### Bagian Teks
#####

Balas Ancaman Trump, China Larang Ekspor Mineral Utama ke AS

Selasa, 03 Desember 2024 - 20:54 WIB
loading...
Balas Ancaman Trump,...
China membalas ancaman Donald Trump dengan melarang ekspor mineral utama ke Amerika Serikat (AS).Foto/Dok Reuters
A A A
BEIJING - China membalas ancaman Donald Trump yang bakal menerapkan tarif 60%, dengan melarang ekspor mineral utama ke Amerika Serikat (AS). Beberapa komoditas yang dilarang seperti mineral galium, germanium dan antimon berpotensi memberikan tekanan terhadap aplikasi militer.

Arahan kebijakan terbaru China disampaikan, sehari setelah Washington memberikan tekanan terhadap sektor chip China. Diterangkan Kementerian Perdagangan telah memberikan arahan khusus terkait barang-barang penggunaan ganda yang bisa dipakai dalam militer dan sipil, lantaran ada kekhawatiran keamanan nasional.



Perintah yang bakal segera berlaku, juga memerlukan peninjauan yang lebih ketat terhadap penggunaan akhir untuk barang-barang grafit yang dikirim ke AS.

"Pada prinsipnya, ekspor galium, germanium, antimon, dan bahan superhard ke Amerika Serikat tidak akan diizinkan," kata pihak kementerian perdagangan.

Pembatasan tersebut memperkuat penegakan batas yang ada pada ekspor mineral kritis yang mulai diluncurkan Beijing tahun lalu, tetapi hanya berlaku untuk pasar AS. Hal ini terjadi dalam eskalasi ketegangan perdagangan terbaru antara dua ekonomi terbesar di dunia menjelang Presiden terpilih Donald Trump menjabat.

Data bea cukai China menunjukkan, tidak ada pengiriman germanium atau galium ke AS tahun ini hingga Oktober, meskipun Amerika merupakan pasar terbesar keempat dan kelima untuk mineral, pada setahun terakhir.

Sebagai informasi Galium dan germanium biasa digunakan dalam semikonduktor, sedangkan germanium dipakai dalam teknologi inframerah, kabel serat optik dan sel surya.

Demikian pula, pengiriman produk antimon China secara keseluruhan pada Oktober anjlok 97% dari September setelah langkah Beijing untuk membatasi ekspornya ke AS mulai berlaku.

#####

### Petunjuk Tugas
Tukar "Amerika Serikat" dengan "Negeri Paman Sam" saat menulis ulang bagian berita larangan ekspor mineral China yang dimulai dari "Selasa, 03 Desember" dan berlanjut hingga "terhadap aplikasi militer.".

[Entri anotasi kotak pembatas]
#####

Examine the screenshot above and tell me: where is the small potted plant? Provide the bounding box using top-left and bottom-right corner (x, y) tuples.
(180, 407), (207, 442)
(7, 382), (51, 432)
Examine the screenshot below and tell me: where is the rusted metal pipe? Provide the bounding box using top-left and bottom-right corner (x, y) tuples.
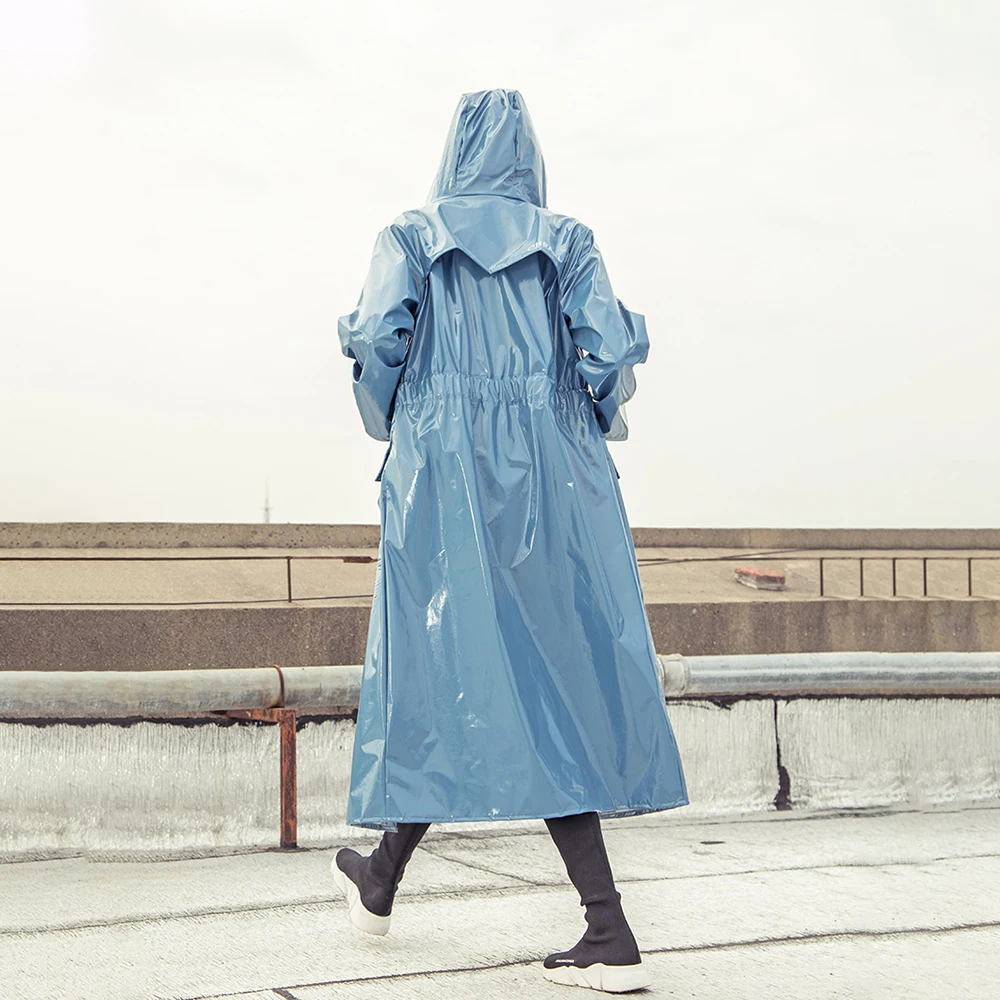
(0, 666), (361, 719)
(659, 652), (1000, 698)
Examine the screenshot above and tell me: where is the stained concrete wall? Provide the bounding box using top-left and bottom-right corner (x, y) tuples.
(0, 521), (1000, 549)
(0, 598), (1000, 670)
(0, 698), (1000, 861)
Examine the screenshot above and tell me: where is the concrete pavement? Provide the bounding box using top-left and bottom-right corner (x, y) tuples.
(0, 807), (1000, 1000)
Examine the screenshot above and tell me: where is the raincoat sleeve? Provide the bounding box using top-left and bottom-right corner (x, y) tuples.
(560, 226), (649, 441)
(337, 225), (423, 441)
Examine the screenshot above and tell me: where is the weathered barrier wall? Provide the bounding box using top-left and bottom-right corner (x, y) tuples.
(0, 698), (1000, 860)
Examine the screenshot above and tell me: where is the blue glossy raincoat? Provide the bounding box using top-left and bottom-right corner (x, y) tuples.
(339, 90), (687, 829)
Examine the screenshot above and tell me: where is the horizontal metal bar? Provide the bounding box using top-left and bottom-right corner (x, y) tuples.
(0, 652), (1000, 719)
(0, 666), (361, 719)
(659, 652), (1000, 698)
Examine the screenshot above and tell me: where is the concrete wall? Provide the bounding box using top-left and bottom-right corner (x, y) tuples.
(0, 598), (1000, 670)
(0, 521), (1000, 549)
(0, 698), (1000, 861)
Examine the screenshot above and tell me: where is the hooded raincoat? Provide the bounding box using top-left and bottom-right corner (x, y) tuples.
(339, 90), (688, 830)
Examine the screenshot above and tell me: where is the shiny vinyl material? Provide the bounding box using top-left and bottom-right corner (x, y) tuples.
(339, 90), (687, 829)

#####

### Hasil Benar
Selasa, 03 Desember 2024 - 20:54 WIB
loading...
Balas Ancaman Trump,...
China membalas ancaman Donald Trump dengan melarang ekspor mineral utama ke Negeri Paman Sam (AS).Foto/Dok Reuters
A A A
BEIJING - China membalas ancaman Donald Trump yang bakal menerapkan tarif 60%, dengan melarang ekspor mineral utama ke Negeri Paman Sam (AS). Beberapa komoditas yang dilarang seperti mineral galium, germanium dan antimon berpotensi memberikan tekanan terhadap aplikasi militer.